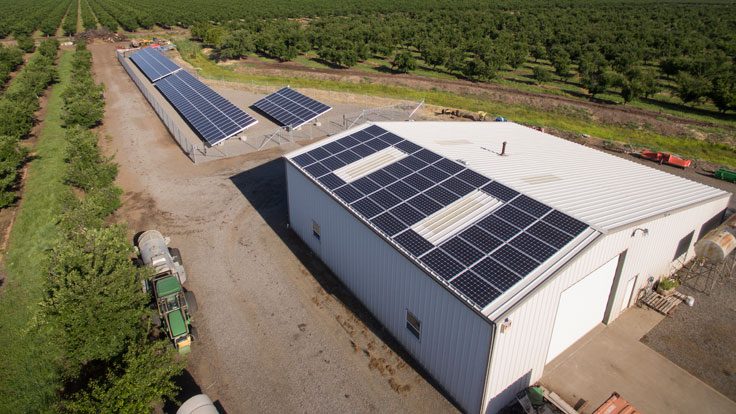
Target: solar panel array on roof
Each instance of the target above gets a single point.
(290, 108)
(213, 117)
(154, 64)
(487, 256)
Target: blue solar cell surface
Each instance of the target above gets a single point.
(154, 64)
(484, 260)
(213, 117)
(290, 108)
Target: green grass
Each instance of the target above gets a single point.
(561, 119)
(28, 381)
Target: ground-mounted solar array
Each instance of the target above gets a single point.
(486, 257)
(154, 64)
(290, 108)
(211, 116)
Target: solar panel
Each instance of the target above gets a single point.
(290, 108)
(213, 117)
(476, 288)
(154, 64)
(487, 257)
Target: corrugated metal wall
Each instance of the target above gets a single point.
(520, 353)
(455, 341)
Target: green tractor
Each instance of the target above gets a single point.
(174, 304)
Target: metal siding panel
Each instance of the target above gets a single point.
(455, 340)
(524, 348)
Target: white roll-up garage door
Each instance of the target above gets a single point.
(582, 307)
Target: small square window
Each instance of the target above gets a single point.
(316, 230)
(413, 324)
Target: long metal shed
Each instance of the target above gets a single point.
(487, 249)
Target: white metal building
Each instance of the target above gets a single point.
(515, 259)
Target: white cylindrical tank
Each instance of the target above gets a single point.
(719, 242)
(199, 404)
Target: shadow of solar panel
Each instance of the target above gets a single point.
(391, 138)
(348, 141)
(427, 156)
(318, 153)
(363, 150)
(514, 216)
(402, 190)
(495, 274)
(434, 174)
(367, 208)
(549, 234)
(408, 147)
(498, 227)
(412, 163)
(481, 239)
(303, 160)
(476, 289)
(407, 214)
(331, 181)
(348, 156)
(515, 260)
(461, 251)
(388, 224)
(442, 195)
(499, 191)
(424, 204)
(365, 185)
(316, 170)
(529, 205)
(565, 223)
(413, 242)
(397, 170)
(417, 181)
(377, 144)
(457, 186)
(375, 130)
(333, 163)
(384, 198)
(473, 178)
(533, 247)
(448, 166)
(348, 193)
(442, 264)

════════════════════

Rewrite all the rows above, replacing "a single point" with "one point" wherever it occurs and keeping everything else unchanged. Leave the pictures out of your answer.

Target: solar panel array on roof
Each instance of the target above gets one point.
(290, 108)
(213, 117)
(154, 64)
(487, 256)
Target: blue solar cell surface
Each instance of the target above gets one point.
(154, 64)
(484, 260)
(213, 117)
(290, 108)
Target: green grass
Each instance of the target above gets one point.
(561, 119)
(28, 381)
Target: ground-mounted solar array
Each instance of the target above gets one point.
(486, 257)
(154, 64)
(290, 108)
(211, 116)
Target: solar panel
Each instance of the target above gets one point.
(290, 108)
(213, 117)
(476, 288)
(154, 64)
(487, 257)
Target: corrugated metal wall
Each instance of the target above gets one point.
(520, 353)
(455, 341)
Target: green tractor
Each instance of the target above gets one point.
(174, 304)
Target: metal siding panel
Each instance of the target above gets one point.
(455, 340)
(524, 348)
Target: white roll-up garage door
Each instance of the target above gets one point.
(582, 307)
Target: small square window
Each instance of the target above gets one point.
(316, 230)
(413, 324)
Target: long metal shed
Each instance of the target above gets one point.
(487, 249)
Target: white metal building
Each instance of the target above gets one point.
(515, 259)
Target: white cylindrical tank
Each instance of the target above gets one point.
(719, 242)
(199, 404)
Target: shadow of solar panel
Each instance of the target above gets one point.
(391, 138)
(348, 141)
(427, 156)
(318, 153)
(363, 150)
(514, 216)
(402, 190)
(495, 274)
(434, 174)
(367, 208)
(549, 234)
(408, 147)
(498, 227)
(412, 163)
(481, 239)
(303, 160)
(476, 289)
(407, 214)
(331, 181)
(348, 156)
(515, 260)
(461, 251)
(388, 224)
(442, 195)
(499, 191)
(424, 204)
(365, 185)
(316, 170)
(529, 205)
(565, 223)
(413, 242)
(397, 170)
(417, 181)
(377, 144)
(457, 186)
(375, 130)
(333, 163)
(384, 198)
(473, 178)
(533, 247)
(448, 166)
(348, 193)
(442, 264)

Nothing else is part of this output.